╔══

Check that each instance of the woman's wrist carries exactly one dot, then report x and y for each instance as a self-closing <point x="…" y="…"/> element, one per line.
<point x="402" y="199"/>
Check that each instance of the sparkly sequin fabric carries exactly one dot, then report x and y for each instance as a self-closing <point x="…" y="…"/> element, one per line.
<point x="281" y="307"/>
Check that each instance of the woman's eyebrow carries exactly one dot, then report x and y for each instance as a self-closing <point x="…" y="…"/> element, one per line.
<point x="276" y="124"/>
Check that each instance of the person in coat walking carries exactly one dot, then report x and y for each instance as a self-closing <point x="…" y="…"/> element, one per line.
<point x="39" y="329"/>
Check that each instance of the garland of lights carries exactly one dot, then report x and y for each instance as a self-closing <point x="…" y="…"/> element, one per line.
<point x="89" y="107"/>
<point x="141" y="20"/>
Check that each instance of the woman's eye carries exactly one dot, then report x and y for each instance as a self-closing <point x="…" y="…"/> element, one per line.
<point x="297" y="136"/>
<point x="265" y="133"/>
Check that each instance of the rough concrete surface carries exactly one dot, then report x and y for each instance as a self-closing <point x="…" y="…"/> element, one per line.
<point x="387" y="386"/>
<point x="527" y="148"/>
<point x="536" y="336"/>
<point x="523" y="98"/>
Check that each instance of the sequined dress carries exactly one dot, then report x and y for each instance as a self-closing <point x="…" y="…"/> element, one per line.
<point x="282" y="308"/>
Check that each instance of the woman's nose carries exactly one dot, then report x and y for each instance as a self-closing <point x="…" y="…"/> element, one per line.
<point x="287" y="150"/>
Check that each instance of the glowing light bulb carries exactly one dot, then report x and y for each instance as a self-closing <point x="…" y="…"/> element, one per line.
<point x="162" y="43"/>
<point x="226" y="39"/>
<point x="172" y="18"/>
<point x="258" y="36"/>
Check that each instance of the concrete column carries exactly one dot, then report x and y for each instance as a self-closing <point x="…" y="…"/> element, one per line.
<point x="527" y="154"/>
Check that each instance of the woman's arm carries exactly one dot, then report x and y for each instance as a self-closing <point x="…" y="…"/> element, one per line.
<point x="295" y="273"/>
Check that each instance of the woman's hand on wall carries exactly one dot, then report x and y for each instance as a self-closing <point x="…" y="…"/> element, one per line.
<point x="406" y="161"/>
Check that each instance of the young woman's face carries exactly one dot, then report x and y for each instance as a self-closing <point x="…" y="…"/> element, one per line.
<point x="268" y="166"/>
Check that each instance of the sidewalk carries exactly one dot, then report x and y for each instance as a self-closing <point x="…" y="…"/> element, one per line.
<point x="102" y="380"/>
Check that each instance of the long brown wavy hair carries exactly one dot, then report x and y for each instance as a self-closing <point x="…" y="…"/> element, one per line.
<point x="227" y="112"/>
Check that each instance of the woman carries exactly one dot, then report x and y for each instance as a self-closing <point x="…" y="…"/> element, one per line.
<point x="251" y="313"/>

╚══

Copy the records above exactly as they appear.

Check that each instance of the woman's wrist carries exactly one dot, then report x and y for each instance as a self-closing <point x="…" y="…"/> element, one per line.
<point x="402" y="199"/>
Check that each instance of the sparkly sequin fabric carries exactly one dot, then report x and y for each instance as a self-closing <point x="…" y="…"/> element, one per line.
<point x="281" y="307"/>
Check that each instance of the woman's eyebrow carries exactly one dot, then report x and y for each instance as a self-closing <point x="…" y="…"/> element, one per line.
<point x="276" y="124"/>
Check that each instance of the person in coat walking carries exactly one dot, then report x and y for each instance as a self-closing <point x="…" y="…"/> element, one per line.
<point x="39" y="329"/>
Check that each instance of the garland of lights carries exactly one dot, then report x and y for each instance as a self-closing <point x="…" y="…"/> element, one per line.
<point x="89" y="107"/>
<point x="141" y="20"/>
Check that each instance of the woman's eye carries exactly one dot, then report x and y for each instance as a self-closing <point x="…" y="…"/> element, one per line.
<point x="297" y="136"/>
<point x="265" y="133"/>
Check that each instance of the rough concrete surface carries exactly one dot, then report x and y for each instance as a self-closing <point x="…" y="…"/> element, one per line.
<point x="387" y="386"/>
<point x="527" y="148"/>
<point x="536" y="336"/>
<point x="523" y="98"/>
Check that each instance of the sequined dress carries exactly one dot, then report x and y for each instance as a self-closing <point x="…" y="…"/> element, one per line.
<point x="282" y="308"/>
Check that each instance of the woman's nose carries exactly one dot, then report x and y for each instance as a self-closing <point x="…" y="…"/> element, one per line.
<point x="287" y="150"/>
Check that each instance of the glowing light bulb carries exactly one dot, then report x and y for each instance as a self-closing <point x="…" y="…"/> element, one per line.
<point x="162" y="43"/>
<point x="226" y="39"/>
<point x="172" y="18"/>
<point x="258" y="36"/>
Check that each instance of the concrete column carries exactly one dot, then report x and y for each instance as a self-closing <point x="…" y="…"/> element, one per line.
<point x="527" y="154"/>
Check that each instance of the woman's arm carries exactly one dot, then report x and y for each instance as a self-closing <point x="…" y="…"/> element, one per line.
<point x="295" y="273"/>
Check that each instance of the woman's hand on wall carries exactly one dot, then report x and y for each instance as a self-closing <point x="…" y="…"/> element, one per line.
<point x="406" y="161"/>
Check that each instance of the young woman's face carries exactly one dot, then report x and y for each instance as a self-closing <point x="…" y="…"/> element, one per line.
<point x="268" y="166"/>
Check that each instance of the sidewalk carries exactly one dot, then report x and y for each instance as a self-closing <point x="…" y="…"/> element, one per line.
<point x="102" y="380"/>
Check that each instance of the long brown wavy hair carries exactly one dot, then report x and y for each instance as a self-closing <point x="…" y="…"/> element, one per line.
<point x="227" y="112"/>
Check that each instance of the woman carries exactly one dot, then report x and y for each instance as a self-closing <point x="…" y="…"/> element, one per line.
<point x="251" y="313"/>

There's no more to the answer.